> _REQUEST_
Return the records that follow, matching each one exactly.

Records from a collection
## start

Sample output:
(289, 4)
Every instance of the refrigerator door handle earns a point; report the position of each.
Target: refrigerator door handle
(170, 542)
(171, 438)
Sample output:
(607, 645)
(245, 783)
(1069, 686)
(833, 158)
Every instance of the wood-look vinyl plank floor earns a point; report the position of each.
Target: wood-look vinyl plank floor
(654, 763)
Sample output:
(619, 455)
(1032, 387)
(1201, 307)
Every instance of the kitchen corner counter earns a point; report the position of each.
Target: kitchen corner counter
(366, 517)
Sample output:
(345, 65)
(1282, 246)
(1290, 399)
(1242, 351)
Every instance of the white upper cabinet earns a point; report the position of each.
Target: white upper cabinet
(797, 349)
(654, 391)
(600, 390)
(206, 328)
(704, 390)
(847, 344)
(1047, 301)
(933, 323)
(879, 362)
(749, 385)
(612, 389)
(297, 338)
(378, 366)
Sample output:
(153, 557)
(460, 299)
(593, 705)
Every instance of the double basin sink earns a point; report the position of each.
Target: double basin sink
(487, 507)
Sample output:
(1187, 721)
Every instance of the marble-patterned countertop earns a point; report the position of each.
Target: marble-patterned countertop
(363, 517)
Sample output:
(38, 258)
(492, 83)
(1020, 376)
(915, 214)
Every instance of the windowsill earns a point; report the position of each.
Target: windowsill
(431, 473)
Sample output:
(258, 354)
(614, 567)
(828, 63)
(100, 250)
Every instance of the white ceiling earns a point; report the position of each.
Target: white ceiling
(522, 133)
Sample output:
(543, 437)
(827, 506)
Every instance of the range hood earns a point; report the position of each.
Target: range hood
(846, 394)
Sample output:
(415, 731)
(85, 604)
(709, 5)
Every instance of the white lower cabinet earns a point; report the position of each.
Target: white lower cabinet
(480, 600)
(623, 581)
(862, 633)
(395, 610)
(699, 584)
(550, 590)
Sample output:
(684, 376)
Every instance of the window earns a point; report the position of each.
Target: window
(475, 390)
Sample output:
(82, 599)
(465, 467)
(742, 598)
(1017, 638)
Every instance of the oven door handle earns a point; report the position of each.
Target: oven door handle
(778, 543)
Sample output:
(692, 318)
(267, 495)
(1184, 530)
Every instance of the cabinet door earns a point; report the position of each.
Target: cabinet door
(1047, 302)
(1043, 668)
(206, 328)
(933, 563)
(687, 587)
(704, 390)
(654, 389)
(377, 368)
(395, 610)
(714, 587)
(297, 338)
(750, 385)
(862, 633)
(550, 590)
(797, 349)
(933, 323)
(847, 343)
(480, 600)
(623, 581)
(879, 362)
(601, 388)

## end

> _FINISHED TASK_
Sample output:
(289, 4)
Every instance of the refrigerator door handle earns a point; report the position of each.
Target: refrigerator door handle
(170, 542)
(171, 438)
Sample output:
(607, 645)
(245, 783)
(1069, 686)
(833, 158)
Every instance of the wood-look vinyl plank floor earns a point; report the position of each.
Target: wood-look vinyl plank floor
(654, 763)
Sample output:
(619, 455)
(1032, 387)
(1201, 307)
Every instance of the kitchen corner counter earns a point; report the position of each.
Target: kitchen corner counter
(366, 517)
Sample output:
(345, 65)
(1282, 246)
(1290, 399)
(1242, 351)
Every instance of the white upper cabinet earns a point; report the position of each.
Target: white upper cabinet
(797, 349)
(654, 391)
(600, 390)
(206, 328)
(704, 390)
(847, 344)
(1047, 301)
(933, 323)
(879, 362)
(749, 385)
(612, 389)
(297, 338)
(378, 366)
Sample output:
(153, 557)
(460, 299)
(593, 705)
Every instance of the double basin sink earns a point; report the position of each.
Target: double basin sink
(487, 507)
Sample output:
(1187, 721)
Every instance of the marble-patterned countertop earns a point; report the position of each.
Target: marble-patterned countertop
(363, 517)
Sample output:
(38, 258)
(492, 83)
(1020, 376)
(915, 214)
Every instance of the windowsill earns a point; report the position of each.
Target: windowsill
(431, 473)
Sample output:
(258, 354)
(614, 567)
(828, 63)
(100, 250)
Every instance of the white ceiling earns a point; report the position of each.
Target: white ceiling
(522, 133)
Sample output:
(543, 437)
(827, 506)
Every instance of the range hood earns a point; report the position of each.
Target: range hood
(846, 394)
Sample output:
(415, 731)
(85, 604)
(709, 5)
Every instance of the white lower cabinet earns a point; report the position of each.
Target: white lower cabinet
(480, 600)
(623, 581)
(862, 633)
(395, 610)
(699, 584)
(550, 590)
Sample output:
(684, 376)
Every instance of the window earns a point; report the position of each.
Target: window
(475, 390)
Sample output:
(82, 599)
(465, 467)
(742, 598)
(1017, 638)
Every instance of the oven door handle earns a point; report the position of each.
Target: oven door handle
(778, 543)
Sample output:
(692, 318)
(267, 495)
(1184, 530)
Every instance of the cabinet door earns a point; report the position of each.
Target: cabinet door
(1047, 302)
(1043, 668)
(206, 328)
(933, 563)
(687, 587)
(704, 390)
(654, 389)
(377, 368)
(395, 610)
(714, 587)
(297, 338)
(750, 385)
(862, 633)
(550, 590)
(797, 349)
(933, 323)
(847, 343)
(480, 600)
(623, 581)
(879, 362)
(601, 388)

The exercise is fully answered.